Natural-language object grounding data
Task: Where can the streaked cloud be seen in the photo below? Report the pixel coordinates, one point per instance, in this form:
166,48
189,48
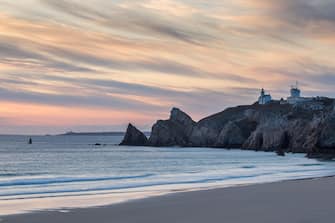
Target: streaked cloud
133,60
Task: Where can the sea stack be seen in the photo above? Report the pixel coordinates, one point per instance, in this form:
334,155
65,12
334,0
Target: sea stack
134,137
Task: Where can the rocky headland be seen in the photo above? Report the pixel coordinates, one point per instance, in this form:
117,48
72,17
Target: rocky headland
307,127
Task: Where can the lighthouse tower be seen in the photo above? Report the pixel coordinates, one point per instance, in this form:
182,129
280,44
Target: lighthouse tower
264,98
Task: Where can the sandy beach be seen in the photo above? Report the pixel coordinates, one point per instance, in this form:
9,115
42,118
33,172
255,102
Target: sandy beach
297,201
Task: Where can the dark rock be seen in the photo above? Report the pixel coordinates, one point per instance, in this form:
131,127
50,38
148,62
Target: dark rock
307,128
134,137
172,132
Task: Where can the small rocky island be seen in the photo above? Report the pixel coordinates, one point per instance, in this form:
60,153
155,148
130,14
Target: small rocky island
298,124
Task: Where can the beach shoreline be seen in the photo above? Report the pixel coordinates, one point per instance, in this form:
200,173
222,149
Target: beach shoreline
300,200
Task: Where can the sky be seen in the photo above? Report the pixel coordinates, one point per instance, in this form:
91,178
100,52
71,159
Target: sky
96,65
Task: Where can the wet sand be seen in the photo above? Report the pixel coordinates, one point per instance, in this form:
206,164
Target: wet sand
300,201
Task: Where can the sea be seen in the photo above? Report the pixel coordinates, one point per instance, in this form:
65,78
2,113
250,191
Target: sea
68,171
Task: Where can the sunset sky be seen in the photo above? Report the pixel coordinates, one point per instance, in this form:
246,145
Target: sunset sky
96,65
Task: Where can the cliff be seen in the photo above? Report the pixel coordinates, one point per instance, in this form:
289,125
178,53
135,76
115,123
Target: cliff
306,127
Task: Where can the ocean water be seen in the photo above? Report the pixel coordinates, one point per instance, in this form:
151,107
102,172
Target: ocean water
60,166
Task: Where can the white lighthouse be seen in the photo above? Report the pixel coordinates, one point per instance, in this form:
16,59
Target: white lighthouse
264,98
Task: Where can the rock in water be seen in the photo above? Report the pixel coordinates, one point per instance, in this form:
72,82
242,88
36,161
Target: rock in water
134,137
172,132
307,127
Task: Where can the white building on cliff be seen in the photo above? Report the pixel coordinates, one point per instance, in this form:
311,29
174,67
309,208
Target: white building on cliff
295,96
264,98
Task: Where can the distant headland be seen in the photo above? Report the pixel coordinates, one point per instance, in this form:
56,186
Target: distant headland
296,124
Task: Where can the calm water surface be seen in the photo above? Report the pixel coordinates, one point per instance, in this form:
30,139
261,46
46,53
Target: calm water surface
61,165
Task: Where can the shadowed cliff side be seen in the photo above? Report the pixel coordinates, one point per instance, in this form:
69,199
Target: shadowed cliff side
302,127
134,137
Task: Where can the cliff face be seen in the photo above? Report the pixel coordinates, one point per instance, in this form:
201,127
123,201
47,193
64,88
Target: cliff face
134,137
308,127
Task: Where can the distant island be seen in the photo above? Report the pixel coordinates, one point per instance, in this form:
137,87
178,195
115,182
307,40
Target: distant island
116,133
297,124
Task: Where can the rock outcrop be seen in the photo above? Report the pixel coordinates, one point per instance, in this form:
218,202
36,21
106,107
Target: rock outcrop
306,127
172,132
134,137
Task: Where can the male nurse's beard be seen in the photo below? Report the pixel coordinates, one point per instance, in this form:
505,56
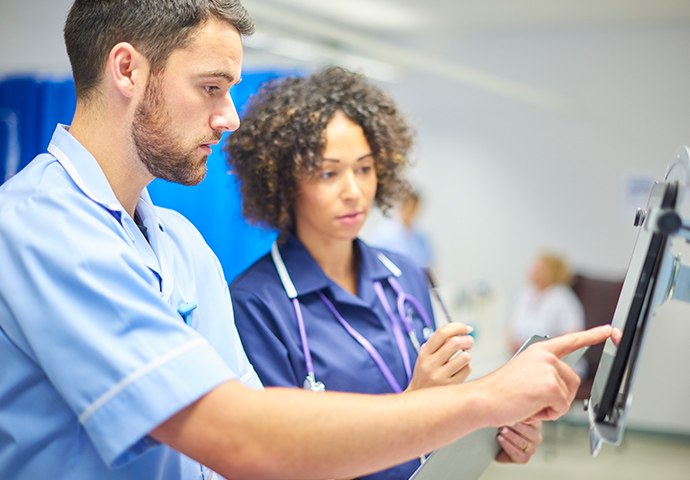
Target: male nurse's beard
157,149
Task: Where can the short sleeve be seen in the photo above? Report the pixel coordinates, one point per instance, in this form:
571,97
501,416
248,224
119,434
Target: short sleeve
78,301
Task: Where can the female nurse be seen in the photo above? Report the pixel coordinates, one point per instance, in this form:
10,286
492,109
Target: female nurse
324,310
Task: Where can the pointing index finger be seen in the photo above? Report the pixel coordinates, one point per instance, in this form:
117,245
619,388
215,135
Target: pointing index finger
568,343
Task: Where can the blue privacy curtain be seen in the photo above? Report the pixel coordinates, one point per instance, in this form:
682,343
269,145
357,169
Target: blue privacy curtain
29,109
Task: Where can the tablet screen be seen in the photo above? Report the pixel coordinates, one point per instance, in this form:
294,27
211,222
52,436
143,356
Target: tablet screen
646,285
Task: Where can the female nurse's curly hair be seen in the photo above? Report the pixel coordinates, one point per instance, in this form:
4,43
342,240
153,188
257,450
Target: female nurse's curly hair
281,140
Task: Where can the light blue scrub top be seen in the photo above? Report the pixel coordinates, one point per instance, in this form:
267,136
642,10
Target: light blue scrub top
267,323
94,354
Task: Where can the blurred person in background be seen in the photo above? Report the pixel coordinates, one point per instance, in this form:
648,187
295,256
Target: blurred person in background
547,305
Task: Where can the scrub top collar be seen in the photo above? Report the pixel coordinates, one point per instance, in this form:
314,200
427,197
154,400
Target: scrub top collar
312,279
87,174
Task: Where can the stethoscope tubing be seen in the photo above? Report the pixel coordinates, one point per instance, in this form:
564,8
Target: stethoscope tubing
401,297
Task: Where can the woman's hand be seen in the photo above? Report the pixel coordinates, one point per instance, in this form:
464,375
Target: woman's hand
444,359
519,442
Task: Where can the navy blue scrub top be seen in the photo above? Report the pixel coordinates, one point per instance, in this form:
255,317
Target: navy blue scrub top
267,324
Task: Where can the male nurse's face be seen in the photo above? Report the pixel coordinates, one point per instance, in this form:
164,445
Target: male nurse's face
334,203
187,107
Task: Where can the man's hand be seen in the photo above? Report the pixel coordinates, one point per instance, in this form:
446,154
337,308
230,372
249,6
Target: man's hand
537,385
444,359
519,442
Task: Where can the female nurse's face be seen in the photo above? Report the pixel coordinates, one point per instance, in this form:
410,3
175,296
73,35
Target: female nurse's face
335,202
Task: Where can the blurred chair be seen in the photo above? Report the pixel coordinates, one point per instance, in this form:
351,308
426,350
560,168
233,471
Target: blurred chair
599,298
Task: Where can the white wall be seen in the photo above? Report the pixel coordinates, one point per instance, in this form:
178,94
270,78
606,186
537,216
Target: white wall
502,178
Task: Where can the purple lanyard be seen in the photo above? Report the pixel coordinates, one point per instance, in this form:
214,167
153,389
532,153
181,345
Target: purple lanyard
375,355
402,297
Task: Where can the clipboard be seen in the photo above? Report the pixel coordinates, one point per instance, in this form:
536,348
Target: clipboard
468,457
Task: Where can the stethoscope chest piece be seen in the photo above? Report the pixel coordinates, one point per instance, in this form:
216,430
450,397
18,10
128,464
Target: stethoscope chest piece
310,383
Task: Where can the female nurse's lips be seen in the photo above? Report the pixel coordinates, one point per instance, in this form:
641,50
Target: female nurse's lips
351,218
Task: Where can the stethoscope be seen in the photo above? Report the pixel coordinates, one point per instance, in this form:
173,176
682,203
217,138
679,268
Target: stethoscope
406,306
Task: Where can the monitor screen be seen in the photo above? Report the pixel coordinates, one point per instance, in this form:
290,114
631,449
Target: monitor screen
648,283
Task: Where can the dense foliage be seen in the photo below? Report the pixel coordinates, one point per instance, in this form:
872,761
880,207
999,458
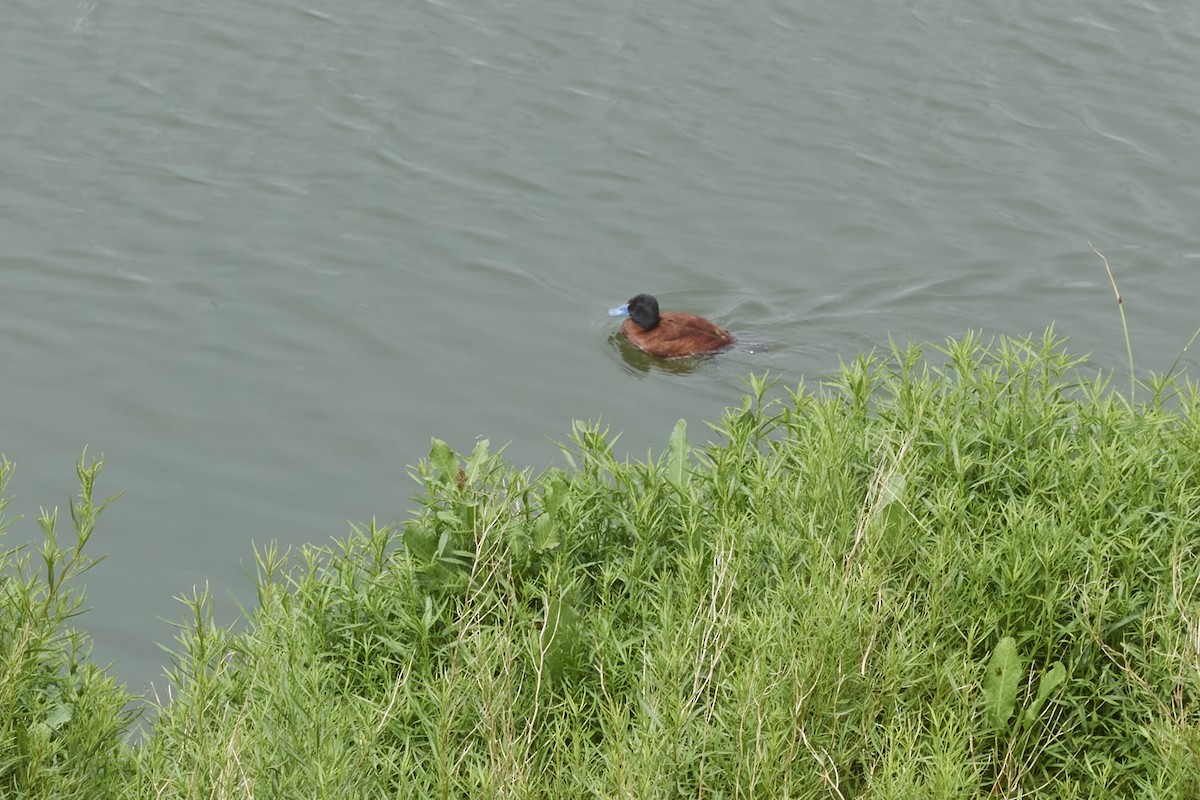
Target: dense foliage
964,576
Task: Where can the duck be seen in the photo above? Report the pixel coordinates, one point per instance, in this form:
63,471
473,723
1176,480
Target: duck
670,334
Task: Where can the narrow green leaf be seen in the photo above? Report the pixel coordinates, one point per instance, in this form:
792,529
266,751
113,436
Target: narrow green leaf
678,451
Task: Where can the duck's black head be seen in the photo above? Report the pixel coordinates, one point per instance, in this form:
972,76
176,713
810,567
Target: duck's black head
643,310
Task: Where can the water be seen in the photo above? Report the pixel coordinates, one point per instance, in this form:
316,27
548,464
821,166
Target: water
257,254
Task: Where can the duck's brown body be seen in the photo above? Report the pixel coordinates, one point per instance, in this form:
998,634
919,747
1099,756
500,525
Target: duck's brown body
672,334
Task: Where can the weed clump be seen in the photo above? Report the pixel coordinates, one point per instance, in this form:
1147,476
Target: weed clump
972,575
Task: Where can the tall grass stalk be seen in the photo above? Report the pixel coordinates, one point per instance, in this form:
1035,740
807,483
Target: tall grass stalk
965,577
1125,325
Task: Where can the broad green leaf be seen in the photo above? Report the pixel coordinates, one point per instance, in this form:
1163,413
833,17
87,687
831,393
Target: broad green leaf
1000,681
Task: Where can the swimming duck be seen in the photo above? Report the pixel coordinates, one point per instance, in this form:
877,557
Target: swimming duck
671,334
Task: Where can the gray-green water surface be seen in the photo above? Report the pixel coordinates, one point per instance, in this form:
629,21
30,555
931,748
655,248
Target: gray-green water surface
258,253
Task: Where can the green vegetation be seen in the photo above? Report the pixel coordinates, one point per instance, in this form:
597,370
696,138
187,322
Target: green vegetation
965,577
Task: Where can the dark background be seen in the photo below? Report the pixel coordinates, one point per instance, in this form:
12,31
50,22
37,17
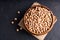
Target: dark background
8,11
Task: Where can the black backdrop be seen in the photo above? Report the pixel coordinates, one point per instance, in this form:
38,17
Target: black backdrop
8,10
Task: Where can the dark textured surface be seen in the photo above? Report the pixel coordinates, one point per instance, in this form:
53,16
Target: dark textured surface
8,10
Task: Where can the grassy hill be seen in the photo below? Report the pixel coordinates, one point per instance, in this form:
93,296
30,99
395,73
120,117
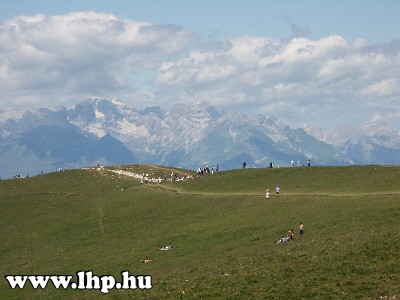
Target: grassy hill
222,227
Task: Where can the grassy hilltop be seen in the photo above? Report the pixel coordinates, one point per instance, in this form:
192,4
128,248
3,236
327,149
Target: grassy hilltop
222,228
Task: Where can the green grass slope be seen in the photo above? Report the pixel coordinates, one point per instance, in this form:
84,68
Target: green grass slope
222,228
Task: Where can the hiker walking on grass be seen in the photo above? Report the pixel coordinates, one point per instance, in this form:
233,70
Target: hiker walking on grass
301,228
277,191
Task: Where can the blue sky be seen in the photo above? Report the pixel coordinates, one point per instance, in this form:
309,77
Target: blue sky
325,63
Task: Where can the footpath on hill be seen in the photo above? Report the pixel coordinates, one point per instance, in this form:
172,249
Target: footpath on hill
160,181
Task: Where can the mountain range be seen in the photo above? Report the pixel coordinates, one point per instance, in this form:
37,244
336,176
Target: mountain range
187,135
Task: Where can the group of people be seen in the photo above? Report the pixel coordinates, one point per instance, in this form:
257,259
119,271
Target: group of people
277,192
290,236
299,164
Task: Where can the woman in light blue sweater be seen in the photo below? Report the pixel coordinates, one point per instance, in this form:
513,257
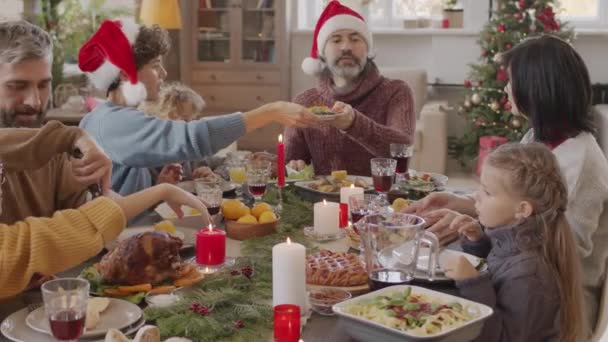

» **TASK INSTRUCTIONS**
Wherever the string "below" appears in the data above, copy the line it sits in.

» **REPLY**
Task: Where can the streaked cloud be seen in the photo below? Report the pixel coordinates, one point per instance, in this form:
Task: Where can the male nurse's beard be seen in the photo below? Report the pixel coordinates, one point per instance, in this form:
Task: Where can the dense foliage be seen in the photo below? Report the pixel coordinates, one point per instance, in this form:
Task: Where can the dark background be seen in the photo below? Report the pixel coordinates, one point per instance, in this form:
Task: Where can the grassy hill be seen in the photo below? Report the pixel coordinates, one point per instance, in this form:
Task: Where can the woman in light blue sweater be seen in the photo below? Report the pixel coordinates, one point per instance, in this form:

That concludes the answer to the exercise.